───── Provided data
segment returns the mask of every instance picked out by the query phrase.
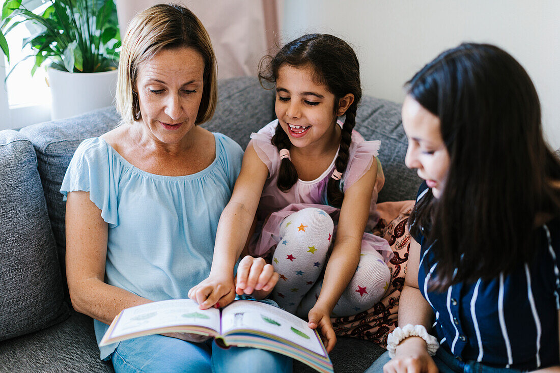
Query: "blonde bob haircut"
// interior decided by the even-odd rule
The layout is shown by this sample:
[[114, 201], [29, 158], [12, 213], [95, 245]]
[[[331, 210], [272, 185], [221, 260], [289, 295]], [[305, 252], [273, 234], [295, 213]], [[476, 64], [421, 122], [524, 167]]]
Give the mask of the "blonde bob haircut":
[[116, 83], [116, 109], [123, 123], [142, 118], [137, 93], [138, 68], [163, 49], [189, 48], [204, 62], [200, 105], [195, 121], [200, 124], [214, 115], [218, 100], [216, 63], [210, 37], [190, 10], [175, 4], [158, 4], [138, 14], [130, 21], [123, 42]]

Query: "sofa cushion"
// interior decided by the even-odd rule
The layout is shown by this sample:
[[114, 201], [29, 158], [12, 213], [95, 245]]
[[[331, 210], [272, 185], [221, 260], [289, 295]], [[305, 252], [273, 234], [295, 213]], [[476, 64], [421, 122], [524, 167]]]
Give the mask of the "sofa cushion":
[[113, 373], [99, 358], [91, 318], [72, 311], [68, 320], [0, 342], [0, 372]]
[[[373, 342], [339, 337], [330, 358], [336, 373], [363, 372], [384, 352]], [[70, 318], [63, 323], [0, 342], [0, 371], [112, 373], [114, 371], [110, 362], [99, 359], [91, 319], [73, 311]], [[295, 361], [293, 371], [316, 371]]]
[[0, 341], [68, 317], [31, 142], [0, 131]]
[[415, 170], [404, 165], [408, 142], [400, 118], [400, 105], [374, 99], [362, 98], [356, 118], [356, 129], [366, 140], [381, 140], [379, 160], [385, 183], [378, 202], [414, 199], [422, 180]]
[[274, 90], [260, 86], [251, 77], [231, 78], [218, 83], [218, 105], [213, 118], [202, 127], [221, 132], [245, 149], [249, 136], [276, 119]]
[[[120, 120], [115, 108], [110, 106], [73, 118], [34, 124], [20, 131], [31, 139], [37, 153], [39, 172], [62, 268], [66, 268], [66, 204], [62, 201], [60, 190], [66, 169], [80, 143], [112, 129]], [[66, 271], [63, 278], [66, 286]]]

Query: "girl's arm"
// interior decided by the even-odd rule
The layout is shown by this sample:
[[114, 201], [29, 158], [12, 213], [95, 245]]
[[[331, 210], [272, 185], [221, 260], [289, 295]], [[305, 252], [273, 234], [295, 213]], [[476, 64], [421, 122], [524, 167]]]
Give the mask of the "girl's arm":
[[[419, 263], [420, 244], [411, 237], [404, 286], [399, 300], [399, 325], [422, 325], [429, 333], [433, 311], [418, 289]], [[428, 354], [426, 342], [419, 337], [409, 337], [402, 341], [396, 348], [395, 357], [385, 365], [383, 370], [428, 373], [438, 371], [433, 360]]]
[[[217, 304], [223, 307], [235, 297], [234, 267], [248, 238], [268, 176], [268, 167], [250, 142], [231, 198], [218, 223], [210, 275], [189, 291], [189, 297], [196, 301], [202, 309]], [[257, 286], [262, 288], [267, 284], [256, 283], [250, 289], [245, 288], [246, 285], [238, 283], [237, 286], [245, 288], [246, 293], [250, 293]]]
[[326, 264], [323, 287], [308, 315], [309, 327], [321, 329], [327, 339], [327, 351], [336, 343], [330, 314], [360, 262], [362, 237], [370, 215], [371, 194], [377, 176], [377, 163], [344, 193], [337, 229], [337, 237]]
[[108, 324], [124, 309], [151, 301], [105, 283], [108, 227], [89, 194], [68, 194], [66, 275], [74, 309]]

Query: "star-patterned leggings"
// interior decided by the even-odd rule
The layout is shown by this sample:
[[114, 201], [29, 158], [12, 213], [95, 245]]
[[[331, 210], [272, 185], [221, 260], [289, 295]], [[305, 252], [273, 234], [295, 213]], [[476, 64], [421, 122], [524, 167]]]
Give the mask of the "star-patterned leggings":
[[[321, 209], [304, 208], [286, 217], [272, 259], [280, 279], [271, 297], [282, 308], [307, 318], [323, 285], [334, 225]], [[383, 296], [391, 274], [381, 254], [362, 253], [356, 273], [333, 310], [349, 316], [371, 308]]]

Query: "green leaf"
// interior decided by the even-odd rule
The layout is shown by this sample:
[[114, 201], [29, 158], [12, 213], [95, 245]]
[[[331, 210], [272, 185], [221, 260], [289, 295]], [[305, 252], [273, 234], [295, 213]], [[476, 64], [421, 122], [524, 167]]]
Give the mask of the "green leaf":
[[[8, 21], [9, 20], [6, 20]], [[25, 20], [24, 21], [17, 21], [16, 22], [12, 22], [12, 24], [10, 25], [10, 27], [8, 27], [8, 29], [6, 30], [6, 31], [4, 32], [4, 35], [8, 35], [8, 32], [9, 32], [10, 31], [12, 31], [12, 29], [13, 29], [13, 27], [16, 27], [16, 26], [17, 26], [18, 25], [19, 25], [20, 24], [21, 24], [22, 22], [25, 22]]]
[[116, 27], [107, 27], [103, 31], [103, 35], [101, 35], [101, 41], [103, 42], [104, 44], [107, 44], [116, 36]]
[[96, 26], [98, 29], [101, 30], [105, 26], [105, 22], [111, 15], [111, 12], [113, 11], [113, 8], [115, 4], [113, 3], [113, 0], [105, 1], [101, 9], [97, 12], [97, 19], [96, 20]]
[[83, 70], [83, 56], [80, 48], [74, 50], [74, 67], [78, 71]]
[[4, 34], [2, 32], [0, 32], [0, 48], [2, 48], [2, 51], [4, 52], [6, 59], [10, 62], [10, 50], [8, 49], [8, 42], [6, 41], [6, 37], [4, 36]]
[[45, 3], [44, 0], [22, 0], [20, 2], [26, 9], [32, 11]]
[[7, 0], [2, 7], [2, 19], [5, 20], [21, 5], [21, 0]]
[[63, 59], [67, 71], [74, 72], [74, 50], [78, 45], [78, 42], [74, 40], [64, 50]]
[[43, 63], [45, 62], [45, 57], [40, 53], [38, 54], [35, 56], [35, 63], [33, 65], [33, 67], [31, 68], [31, 76], [35, 74], [35, 71], [37, 70], [37, 68], [43, 64]]
[[42, 17], [43, 18], [50, 18], [54, 13], [54, 6], [51, 5], [50, 7], [45, 9], [45, 11], [43, 12]]

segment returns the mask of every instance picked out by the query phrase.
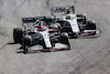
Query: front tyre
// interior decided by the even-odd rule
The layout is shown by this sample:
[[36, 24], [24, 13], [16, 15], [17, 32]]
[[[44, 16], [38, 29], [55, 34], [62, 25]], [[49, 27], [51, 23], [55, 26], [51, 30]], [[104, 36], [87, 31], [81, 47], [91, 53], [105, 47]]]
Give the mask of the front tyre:
[[21, 43], [22, 42], [22, 36], [23, 36], [23, 31], [21, 28], [16, 28], [13, 30], [13, 40], [14, 43]]
[[32, 36], [31, 35], [24, 35], [22, 45], [23, 45], [24, 54], [26, 54], [29, 47], [32, 45]]
[[63, 43], [63, 44], [66, 44], [67, 45], [67, 50], [70, 50], [70, 43], [69, 43], [67, 33], [61, 33], [59, 42]]

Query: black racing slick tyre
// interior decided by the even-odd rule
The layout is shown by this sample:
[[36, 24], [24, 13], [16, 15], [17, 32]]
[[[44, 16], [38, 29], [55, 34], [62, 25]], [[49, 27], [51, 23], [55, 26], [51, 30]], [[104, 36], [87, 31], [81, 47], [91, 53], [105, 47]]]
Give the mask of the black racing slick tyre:
[[77, 19], [77, 22], [81, 22], [82, 24], [86, 24], [87, 18], [85, 14], [77, 14], [77, 18], [80, 18], [80, 19]]
[[22, 40], [24, 54], [28, 53], [28, 49], [32, 45], [32, 38], [31, 35], [24, 35]]
[[70, 43], [69, 43], [67, 33], [61, 33], [59, 42], [63, 43], [63, 44], [66, 44], [67, 45], [67, 50], [70, 50]]
[[23, 36], [23, 31], [21, 28], [13, 29], [13, 40], [14, 43], [21, 43]]

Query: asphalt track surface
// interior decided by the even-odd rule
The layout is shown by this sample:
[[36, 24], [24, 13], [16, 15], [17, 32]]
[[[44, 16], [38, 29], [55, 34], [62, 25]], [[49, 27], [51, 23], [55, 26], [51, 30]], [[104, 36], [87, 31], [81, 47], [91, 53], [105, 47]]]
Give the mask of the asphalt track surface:
[[[22, 17], [50, 15], [51, 7], [69, 4], [96, 20], [102, 33], [69, 39], [69, 51], [23, 54], [10, 43]], [[0, 74], [110, 74], [110, 0], [0, 0]]]

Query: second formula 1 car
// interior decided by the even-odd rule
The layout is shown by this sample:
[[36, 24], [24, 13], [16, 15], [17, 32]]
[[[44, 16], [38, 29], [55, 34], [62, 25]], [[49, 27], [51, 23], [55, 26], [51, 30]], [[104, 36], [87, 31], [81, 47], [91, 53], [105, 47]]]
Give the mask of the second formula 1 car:
[[[74, 6], [54, 7], [52, 15], [62, 25], [62, 32], [67, 32], [69, 36], [77, 38], [79, 35], [96, 35], [100, 33], [97, 30], [96, 22], [88, 21], [86, 14], [76, 14]], [[64, 12], [62, 18], [56, 18], [55, 13]]]
[[14, 42], [21, 43], [24, 53], [29, 50], [53, 51], [70, 49], [68, 34], [59, 33], [58, 27], [50, 28], [45, 21], [42, 21], [44, 18], [36, 21], [33, 18], [23, 18], [22, 20], [24, 29], [14, 29], [13, 39]]

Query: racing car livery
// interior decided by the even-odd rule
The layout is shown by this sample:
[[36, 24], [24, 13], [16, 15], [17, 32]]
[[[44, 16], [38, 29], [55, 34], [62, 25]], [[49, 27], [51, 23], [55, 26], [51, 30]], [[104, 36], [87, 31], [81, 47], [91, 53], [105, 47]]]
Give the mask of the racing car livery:
[[[78, 35], [96, 35], [100, 31], [97, 30], [96, 22], [88, 21], [86, 14], [76, 14], [74, 6], [54, 7], [52, 8], [52, 15], [62, 25], [62, 32], [67, 32], [69, 36], [77, 38]], [[62, 18], [56, 18], [54, 13], [64, 12]]]
[[13, 30], [14, 42], [21, 43], [24, 53], [29, 50], [69, 50], [68, 34], [61, 33], [58, 27], [48, 25], [47, 22], [43, 21], [44, 19], [45, 18], [23, 18], [24, 29]]

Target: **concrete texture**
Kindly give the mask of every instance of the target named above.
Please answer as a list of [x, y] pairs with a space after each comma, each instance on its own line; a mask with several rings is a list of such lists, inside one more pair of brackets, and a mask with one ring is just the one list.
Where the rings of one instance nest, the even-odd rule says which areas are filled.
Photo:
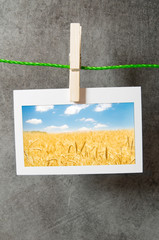
[[[0, 58], [82, 65], [159, 63], [158, 0], [0, 0]], [[144, 173], [16, 176], [14, 89], [68, 87], [68, 70], [0, 64], [0, 239], [159, 239], [159, 70], [82, 71], [81, 87], [142, 86]]]

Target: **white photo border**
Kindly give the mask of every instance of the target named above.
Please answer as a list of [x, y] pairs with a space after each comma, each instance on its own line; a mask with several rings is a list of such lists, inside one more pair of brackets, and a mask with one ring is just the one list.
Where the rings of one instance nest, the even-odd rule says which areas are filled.
[[[74, 104], [69, 89], [14, 90], [14, 129], [17, 175], [114, 174], [143, 172], [141, 87], [81, 89], [81, 103], [134, 103], [135, 164], [97, 166], [25, 167], [23, 152], [22, 106]], [[84, 98], [84, 102], [83, 99]]]

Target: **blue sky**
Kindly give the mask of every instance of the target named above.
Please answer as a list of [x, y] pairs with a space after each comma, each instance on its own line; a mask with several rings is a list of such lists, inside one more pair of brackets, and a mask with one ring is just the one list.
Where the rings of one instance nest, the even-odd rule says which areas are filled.
[[23, 130], [70, 132], [134, 128], [134, 103], [23, 106]]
──────────
▶ **Exercise goal**
Format the part of the listing that opens with the line containing "Target: **blue sky**" and runs through the end of the listing as a two-column CSV with the headers instruction and output. Put the text in instruction and its answer in output, with each field quoted and its line breaks replaced by spaces.

▶ **Exercise answer**
instruction,output
"Target: **blue sky** Kindly give the mask of every instance of the target named above. Please answer as a list of [x, y] pairs with a space after each comma, each instance on its own line; a mask with several rings is a list of such lists, inside one more pair of brackets, and a mask with one ring is just the one list. Where the rings of one instance nest, the even-odd rule says which areas are filled.","[[23, 130], [70, 132], [134, 128], [134, 103], [23, 106]]"